# Your instructions
Quote the entries word for word. Omit the pictures.

-=-=-=-=-

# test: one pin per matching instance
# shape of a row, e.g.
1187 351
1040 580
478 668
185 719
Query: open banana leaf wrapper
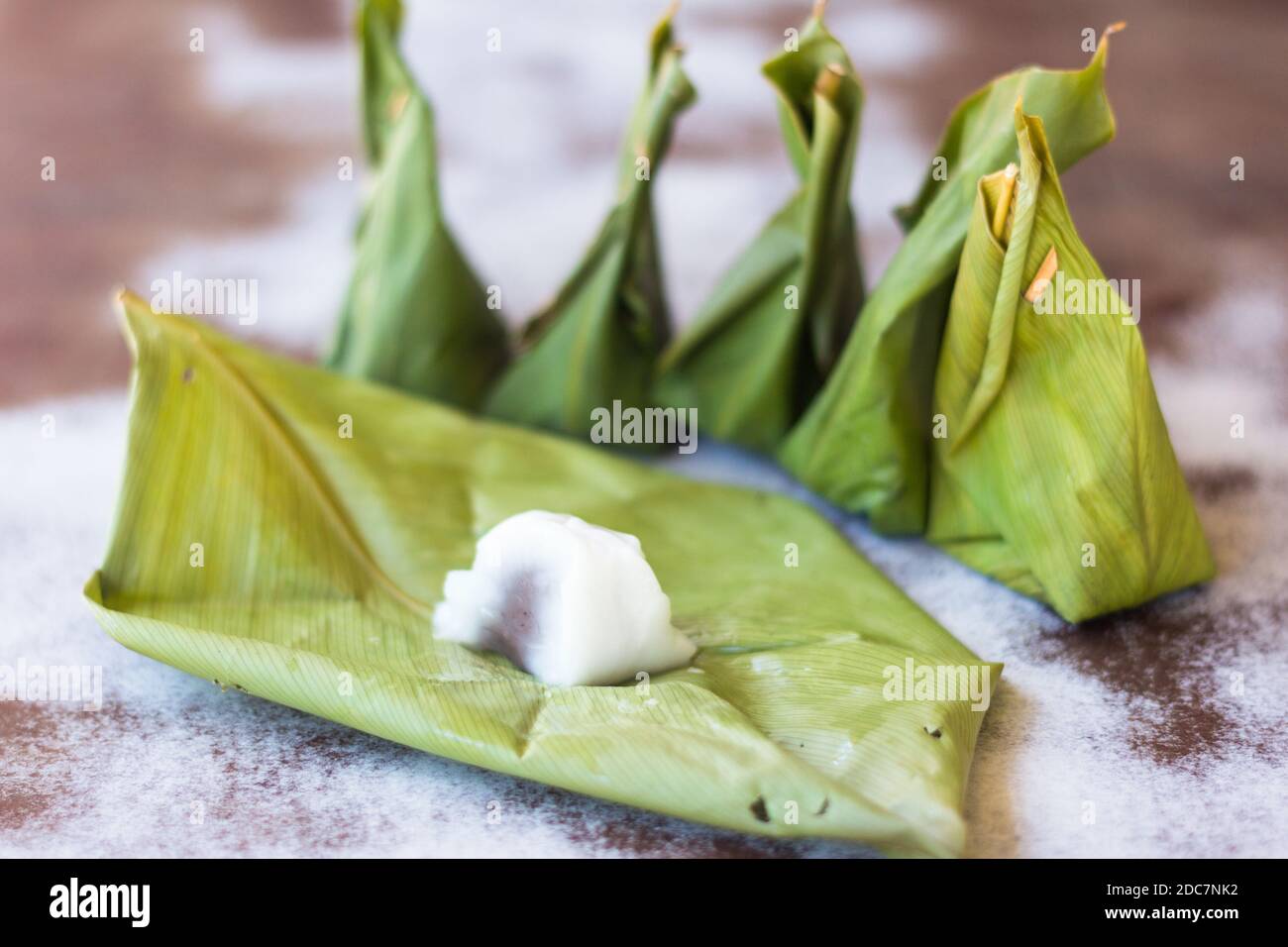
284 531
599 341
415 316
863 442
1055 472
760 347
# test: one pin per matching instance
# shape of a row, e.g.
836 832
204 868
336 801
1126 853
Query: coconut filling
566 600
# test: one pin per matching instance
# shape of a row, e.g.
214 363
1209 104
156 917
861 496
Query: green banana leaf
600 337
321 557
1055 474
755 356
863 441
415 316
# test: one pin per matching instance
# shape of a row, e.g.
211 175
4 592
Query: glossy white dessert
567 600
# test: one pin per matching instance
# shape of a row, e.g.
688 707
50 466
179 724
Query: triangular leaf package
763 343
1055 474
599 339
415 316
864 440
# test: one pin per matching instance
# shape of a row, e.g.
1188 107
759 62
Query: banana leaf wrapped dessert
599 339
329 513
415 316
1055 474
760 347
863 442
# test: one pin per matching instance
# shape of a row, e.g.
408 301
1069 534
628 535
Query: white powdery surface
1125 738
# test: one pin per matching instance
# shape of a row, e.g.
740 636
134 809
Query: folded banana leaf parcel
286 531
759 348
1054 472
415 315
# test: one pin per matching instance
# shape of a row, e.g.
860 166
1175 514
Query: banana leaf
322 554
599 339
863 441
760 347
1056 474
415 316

-=-=-=-=-

# Result for this task
# test: one pin per matching instance
# shape of a row, e.g.
1187 351
1040 580
478 668
185 719
Query: open banana leaf wrapper
284 531
599 341
415 316
863 442
1055 472
760 347
# test: one pin per matching instance
# shape of a row, e.g.
836 832
204 868
336 801
1126 853
Query: coconut filling
566 600
# test: one pin per matching instance
# shape of a row, e.g.
214 363
1209 104
156 917
861 496
Query: green banana leaf
600 337
321 557
1055 474
755 356
863 441
415 316
# test: one pin per matching instance
# shape of a row, e.g.
211 175
4 592
Query: glossy white dessert
567 600
# test: one pin per matching instance
# shape of a row, e.g.
688 707
50 466
179 724
Query: triangular leaf package
763 343
1055 474
599 339
415 316
864 440
# test: one pin per matching instance
# shape of a row, e.g.
1188 107
759 62
Query: banana leaf wrapped dessert
599 339
329 513
415 316
1055 474
760 347
863 442
# test: one pin per matching instance
# shape of a row, e.g.
408 301
1069 534
628 535
Query: white powdery surface
1125 738
# test: one pin per matching instance
# shape of a row, e.g.
740 636
134 809
Query: folded banana leaf parcel
286 531
759 348
1054 472
415 315
# test: one pin per matching instance
# shape of a row, e.g.
860 166
1175 514
Query: banana leaf
322 554
599 339
863 441
760 347
1056 474
415 316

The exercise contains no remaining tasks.